[Selected excerpt]
◇ ◇ ◇ ◇ ◇
4
Concluding Thoughts
The long history leading to the April 2020 Authorization of the Ligado Networks, LLC, low-power mobile satellite services (MSS) with an ancillary terrestrial component (ATC) stands as clear evidence of both the complicated technical, business, and operational challenges involved and of the complex administrative process that the Federal Communications Commission (FCC) has executed to reach its conclusions. The tasks assigned to the study committee are similarly complex, and the responses depend on the physics of the relevant electromagnetic emissions and reception, the use cases of that spectrum in a very busy bandwidth geography, and the implications of the long history of assessing and assigning spectrum rights for new entrants without generally assigning performance requirements on receivers.
In this context, the committee summarizes its responses to the task questions assigned as follows:
Task 1: [Consider] which of the two prevailing proposed approaches to evaluating harmful interference concerns—one based on a signal-to-noise interference protection criterion and the other based on a device-by-device measurement of the Global Positioning System (GPS) position error—most effectively mitigates risks of harmful interference with GPS services and U.S. Department of Defense (DoD) operations and activities.
Conclusion 1: Neither of the prevailing approaches to evaluating harmful interference concerns effectively mitigates the risk of harmful interference.
Task 2: [Consider] the potential for harmful interference from the proposed Ligado network to mobile satellite services including GPS and other commercial or DoD services, including the potential to affect DoD operations, and activities.
Conclusion 2: Based on the results of tests conducted to inform the Ligado proceeding, most commercially produced general navigation, timing, cellular, or certified aviation GPS receivers will not experience significant harmful interference from Ligado emissions as authorized by the FCC. High-precision (HP) receivers are the most vulnerable receiver class, with the largest proportion of units tested that will experience significant harmful interference from Ligado operations as authorized by the FCC.
◇ ◇ ◇ ◇ ◇
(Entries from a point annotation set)

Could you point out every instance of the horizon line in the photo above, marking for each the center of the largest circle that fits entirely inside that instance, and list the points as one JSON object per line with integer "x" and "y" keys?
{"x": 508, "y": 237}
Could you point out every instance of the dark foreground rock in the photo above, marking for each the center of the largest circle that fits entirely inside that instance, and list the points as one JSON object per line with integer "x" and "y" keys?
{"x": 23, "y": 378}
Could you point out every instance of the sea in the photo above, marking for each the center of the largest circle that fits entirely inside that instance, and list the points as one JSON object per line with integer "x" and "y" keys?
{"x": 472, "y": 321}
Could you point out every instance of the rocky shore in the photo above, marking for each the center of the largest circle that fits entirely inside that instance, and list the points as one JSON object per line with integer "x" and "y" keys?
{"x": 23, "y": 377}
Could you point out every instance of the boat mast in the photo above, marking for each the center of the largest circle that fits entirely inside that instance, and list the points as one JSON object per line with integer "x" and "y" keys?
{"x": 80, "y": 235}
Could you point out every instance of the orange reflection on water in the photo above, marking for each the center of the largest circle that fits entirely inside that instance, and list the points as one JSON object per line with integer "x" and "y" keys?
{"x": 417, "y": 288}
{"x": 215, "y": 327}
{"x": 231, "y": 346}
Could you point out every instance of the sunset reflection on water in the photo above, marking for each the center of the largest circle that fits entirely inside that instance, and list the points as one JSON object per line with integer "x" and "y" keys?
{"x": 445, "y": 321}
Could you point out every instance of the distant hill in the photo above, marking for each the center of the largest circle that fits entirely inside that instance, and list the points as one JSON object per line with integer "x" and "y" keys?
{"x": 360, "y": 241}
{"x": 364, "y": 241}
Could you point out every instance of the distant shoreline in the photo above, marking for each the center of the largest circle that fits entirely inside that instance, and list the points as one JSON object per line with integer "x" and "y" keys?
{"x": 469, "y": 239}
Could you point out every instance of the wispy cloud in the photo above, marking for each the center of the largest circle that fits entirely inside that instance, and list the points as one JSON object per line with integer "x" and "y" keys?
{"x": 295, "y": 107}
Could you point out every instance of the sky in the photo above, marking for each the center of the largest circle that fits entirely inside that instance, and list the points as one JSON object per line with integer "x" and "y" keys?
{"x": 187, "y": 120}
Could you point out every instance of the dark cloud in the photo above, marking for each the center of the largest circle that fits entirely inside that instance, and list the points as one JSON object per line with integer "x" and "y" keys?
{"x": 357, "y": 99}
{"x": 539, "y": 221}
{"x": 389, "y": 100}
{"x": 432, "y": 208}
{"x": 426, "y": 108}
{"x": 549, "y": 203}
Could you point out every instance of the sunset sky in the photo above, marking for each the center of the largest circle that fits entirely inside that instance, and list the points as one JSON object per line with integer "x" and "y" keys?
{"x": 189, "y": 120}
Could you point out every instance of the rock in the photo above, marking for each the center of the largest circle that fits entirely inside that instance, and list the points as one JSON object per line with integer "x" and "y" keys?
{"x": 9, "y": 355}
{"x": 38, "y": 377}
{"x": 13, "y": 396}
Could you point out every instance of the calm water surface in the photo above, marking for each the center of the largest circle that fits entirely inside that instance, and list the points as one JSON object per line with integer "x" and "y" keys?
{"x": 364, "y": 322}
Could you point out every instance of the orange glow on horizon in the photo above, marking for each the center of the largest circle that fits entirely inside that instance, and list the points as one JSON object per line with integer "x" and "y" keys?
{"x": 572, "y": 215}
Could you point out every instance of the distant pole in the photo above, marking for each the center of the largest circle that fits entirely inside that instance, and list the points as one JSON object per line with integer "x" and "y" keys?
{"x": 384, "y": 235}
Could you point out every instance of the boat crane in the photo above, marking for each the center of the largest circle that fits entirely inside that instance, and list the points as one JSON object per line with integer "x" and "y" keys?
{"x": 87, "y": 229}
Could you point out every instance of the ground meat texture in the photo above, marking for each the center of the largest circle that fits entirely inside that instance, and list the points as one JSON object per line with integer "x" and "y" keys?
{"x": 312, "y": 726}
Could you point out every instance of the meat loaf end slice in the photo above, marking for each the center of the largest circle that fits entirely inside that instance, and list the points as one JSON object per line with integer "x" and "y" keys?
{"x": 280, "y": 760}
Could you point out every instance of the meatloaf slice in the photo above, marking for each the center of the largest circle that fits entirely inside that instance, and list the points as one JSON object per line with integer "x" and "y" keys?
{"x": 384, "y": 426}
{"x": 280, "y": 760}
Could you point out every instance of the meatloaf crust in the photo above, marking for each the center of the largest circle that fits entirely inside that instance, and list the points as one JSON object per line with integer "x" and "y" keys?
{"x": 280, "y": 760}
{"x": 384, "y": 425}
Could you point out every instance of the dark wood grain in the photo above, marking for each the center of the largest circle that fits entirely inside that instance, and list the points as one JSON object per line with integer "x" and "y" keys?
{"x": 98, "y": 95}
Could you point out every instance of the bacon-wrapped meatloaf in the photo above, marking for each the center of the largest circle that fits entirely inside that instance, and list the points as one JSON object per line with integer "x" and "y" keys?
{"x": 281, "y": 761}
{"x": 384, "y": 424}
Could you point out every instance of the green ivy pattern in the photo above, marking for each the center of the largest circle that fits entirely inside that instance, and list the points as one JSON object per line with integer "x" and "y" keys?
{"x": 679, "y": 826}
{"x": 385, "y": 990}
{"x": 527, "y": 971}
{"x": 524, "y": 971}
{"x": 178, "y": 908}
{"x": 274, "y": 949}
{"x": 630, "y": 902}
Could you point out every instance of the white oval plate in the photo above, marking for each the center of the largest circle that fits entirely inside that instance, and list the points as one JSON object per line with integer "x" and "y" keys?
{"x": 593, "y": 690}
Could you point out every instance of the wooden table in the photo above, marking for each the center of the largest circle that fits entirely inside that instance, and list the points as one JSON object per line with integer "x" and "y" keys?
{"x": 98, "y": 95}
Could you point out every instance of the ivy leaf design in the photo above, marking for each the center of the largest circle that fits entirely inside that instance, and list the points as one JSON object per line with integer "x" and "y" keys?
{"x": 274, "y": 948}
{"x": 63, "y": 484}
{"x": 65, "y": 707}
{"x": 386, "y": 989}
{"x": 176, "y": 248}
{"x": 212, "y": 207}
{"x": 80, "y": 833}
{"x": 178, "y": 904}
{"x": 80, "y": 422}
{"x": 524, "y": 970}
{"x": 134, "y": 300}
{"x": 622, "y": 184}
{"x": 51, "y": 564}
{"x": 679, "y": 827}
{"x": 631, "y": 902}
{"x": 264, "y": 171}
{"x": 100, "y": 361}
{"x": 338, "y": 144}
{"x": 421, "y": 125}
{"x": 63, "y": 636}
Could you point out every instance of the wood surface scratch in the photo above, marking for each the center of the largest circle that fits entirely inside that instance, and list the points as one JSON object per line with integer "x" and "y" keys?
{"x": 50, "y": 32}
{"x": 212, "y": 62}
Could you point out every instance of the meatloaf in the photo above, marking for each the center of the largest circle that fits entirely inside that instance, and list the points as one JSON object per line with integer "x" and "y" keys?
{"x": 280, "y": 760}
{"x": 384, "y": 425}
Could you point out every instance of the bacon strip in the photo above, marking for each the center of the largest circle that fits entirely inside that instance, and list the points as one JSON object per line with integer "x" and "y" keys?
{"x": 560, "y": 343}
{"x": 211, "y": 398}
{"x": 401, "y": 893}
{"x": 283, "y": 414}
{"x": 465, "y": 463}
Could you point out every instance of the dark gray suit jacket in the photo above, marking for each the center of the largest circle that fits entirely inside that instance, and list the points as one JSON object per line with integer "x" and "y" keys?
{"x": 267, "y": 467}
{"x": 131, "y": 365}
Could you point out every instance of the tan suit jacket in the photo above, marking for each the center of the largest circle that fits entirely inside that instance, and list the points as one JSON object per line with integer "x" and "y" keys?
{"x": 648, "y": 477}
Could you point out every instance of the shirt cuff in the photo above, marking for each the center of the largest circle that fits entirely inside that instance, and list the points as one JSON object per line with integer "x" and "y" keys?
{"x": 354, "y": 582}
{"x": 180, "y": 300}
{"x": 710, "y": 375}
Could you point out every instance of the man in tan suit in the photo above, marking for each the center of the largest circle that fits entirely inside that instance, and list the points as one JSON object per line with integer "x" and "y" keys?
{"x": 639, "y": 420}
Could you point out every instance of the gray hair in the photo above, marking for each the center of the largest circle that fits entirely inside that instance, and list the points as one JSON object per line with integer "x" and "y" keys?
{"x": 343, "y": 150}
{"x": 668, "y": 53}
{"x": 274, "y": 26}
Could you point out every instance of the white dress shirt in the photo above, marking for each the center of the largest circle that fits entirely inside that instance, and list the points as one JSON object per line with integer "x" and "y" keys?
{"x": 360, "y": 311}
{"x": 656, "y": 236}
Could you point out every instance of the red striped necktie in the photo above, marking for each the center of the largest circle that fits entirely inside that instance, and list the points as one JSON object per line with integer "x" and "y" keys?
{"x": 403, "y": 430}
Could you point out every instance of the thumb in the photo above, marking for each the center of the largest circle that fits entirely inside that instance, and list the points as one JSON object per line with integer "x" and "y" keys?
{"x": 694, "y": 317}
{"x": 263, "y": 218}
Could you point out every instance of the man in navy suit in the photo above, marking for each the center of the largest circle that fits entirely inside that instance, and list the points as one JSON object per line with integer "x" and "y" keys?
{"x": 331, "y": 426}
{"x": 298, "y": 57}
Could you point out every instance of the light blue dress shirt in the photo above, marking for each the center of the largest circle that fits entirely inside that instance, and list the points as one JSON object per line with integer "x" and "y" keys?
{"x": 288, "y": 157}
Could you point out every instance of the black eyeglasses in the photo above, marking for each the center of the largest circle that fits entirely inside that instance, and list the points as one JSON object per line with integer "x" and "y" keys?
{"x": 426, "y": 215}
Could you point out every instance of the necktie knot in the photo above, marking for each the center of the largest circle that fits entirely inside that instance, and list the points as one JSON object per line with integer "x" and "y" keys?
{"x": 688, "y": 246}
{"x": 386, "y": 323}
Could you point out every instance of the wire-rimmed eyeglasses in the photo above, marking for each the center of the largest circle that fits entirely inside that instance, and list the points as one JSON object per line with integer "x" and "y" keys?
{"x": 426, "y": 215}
◇ ◇ ◇ ◇ ◇
[Written tasks]
1) Reproduce the section of the report on the Ligado authorization starting with "Task 2: [Consider]" and going on through "operations as authorized by the FCC.", switching every "harmful interference" to "damaging interference".
2) In the report on the Ligado authorization, which receiver class is named as the most vulnerable?

[Solutions to each task]
1)
Task 2: [Consider] the potential for damaging interference from the proposed Ligado network to mobile satellite services including GPS and other commercial or DoD services, including the potential to affect DoD operations, and activities.
Conclusion 2: Based on the results of tests conducted to inform the Ligado proceeding, most commercially produced general navigation, timing, cellular, or certified aviation GPS receivers will not experience significant damaging interference from Ligado emissions as authorized by the FCC. High-precision (HP) receivers are the most vulnerable receiver class, with the largest proportion of units tested that will experience significant damaging interference from Ligado operations as authorized by the FCC.

2) High-precision (HP) receivers.